▸ **What to do**:
Please transcribe all of the material below line for line, reproducing every character without change.
--- Start of Input records ---
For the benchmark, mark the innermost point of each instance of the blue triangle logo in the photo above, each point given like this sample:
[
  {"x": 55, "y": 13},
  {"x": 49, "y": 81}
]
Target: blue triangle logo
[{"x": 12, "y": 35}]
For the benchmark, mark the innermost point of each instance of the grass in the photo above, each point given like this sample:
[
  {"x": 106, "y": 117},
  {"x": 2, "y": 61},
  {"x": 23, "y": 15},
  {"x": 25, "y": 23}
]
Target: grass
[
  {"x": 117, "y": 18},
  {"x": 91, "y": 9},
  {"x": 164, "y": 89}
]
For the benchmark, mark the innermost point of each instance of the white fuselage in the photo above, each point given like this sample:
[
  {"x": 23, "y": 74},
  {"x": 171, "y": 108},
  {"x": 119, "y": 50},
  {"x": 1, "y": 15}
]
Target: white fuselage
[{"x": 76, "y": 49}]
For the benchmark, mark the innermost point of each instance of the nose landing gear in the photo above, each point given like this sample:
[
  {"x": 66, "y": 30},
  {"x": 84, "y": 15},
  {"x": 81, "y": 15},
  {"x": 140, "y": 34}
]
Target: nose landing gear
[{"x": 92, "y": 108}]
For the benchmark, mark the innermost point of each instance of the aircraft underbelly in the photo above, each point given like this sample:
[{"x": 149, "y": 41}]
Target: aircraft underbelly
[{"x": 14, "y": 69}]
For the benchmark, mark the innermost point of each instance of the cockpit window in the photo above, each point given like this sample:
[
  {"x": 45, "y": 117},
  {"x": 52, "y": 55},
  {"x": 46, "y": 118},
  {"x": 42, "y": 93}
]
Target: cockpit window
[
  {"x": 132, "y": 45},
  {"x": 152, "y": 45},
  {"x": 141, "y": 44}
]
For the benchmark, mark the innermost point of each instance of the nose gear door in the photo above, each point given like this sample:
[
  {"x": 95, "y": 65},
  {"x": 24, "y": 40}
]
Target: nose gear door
--- End of Input records ---
▸ **Task solution**:
For the benchmark, mark the innermost point of each instance of the blue triangle logo in the photo above, each point given like this sample:
[
  {"x": 55, "y": 13},
  {"x": 49, "y": 81}
]
Target: blue triangle logo
[{"x": 12, "y": 35}]
For the benchmark, mark the innermost point of each instance of the grass in the photo above, each point given like this sample:
[
  {"x": 106, "y": 117},
  {"x": 2, "y": 61},
  {"x": 23, "y": 15},
  {"x": 25, "y": 23}
]
Target: grass
[
  {"x": 117, "y": 18},
  {"x": 91, "y": 9},
  {"x": 164, "y": 89}
]
For the benchmark, mark the innermost point of each instance of the white fuselage in the photo above, each point given like this sample:
[
  {"x": 23, "y": 74},
  {"x": 171, "y": 108},
  {"x": 119, "y": 50},
  {"x": 1, "y": 15}
]
Target: white fuselage
[{"x": 76, "y": 49}]
For the benchmark, mark the innermost point of each instance of the nose landing gear in the photo above, each point given like this sample:
[
  {"x": 66, "y": 30},
  {"x": 84, "y": 15},
  {"x": 81, "y": 15},
  {"x": 140, "y": 34}
]
Target: nose landing gear
[{"x": 92, "y": 108}]
For the benchmark, mark the innermost point of each instance of the aircraft underbelly in the photo above, each point given like this sample:
[{"x": 149, "y": 41}]
Target: aircraft underbelly
[{"x": 14, "y": 69}]
For the benchmark, mark the innermost point of each instance of the cockpit window in the photo above, each point given like this sample:
[
  {"x": 45, "y": 117},
  {"x": 52, "y": 55},
  {"x": 46, "y": 118},
  {"x": 42, "y": 93}
]
Target: cockpit window
[
  {"x": 132, "y": 45},
  {"x": 152, "y": 45},
  {"x": 141, "y": 44}
]
For the benchmark, mark the innermost point of each instance of the nose gear door in the photo above, each point given like this sample:
[
  {"x": 95, "y": 65},
  {"x": 24, "y": 40}
]
Target: nose gear door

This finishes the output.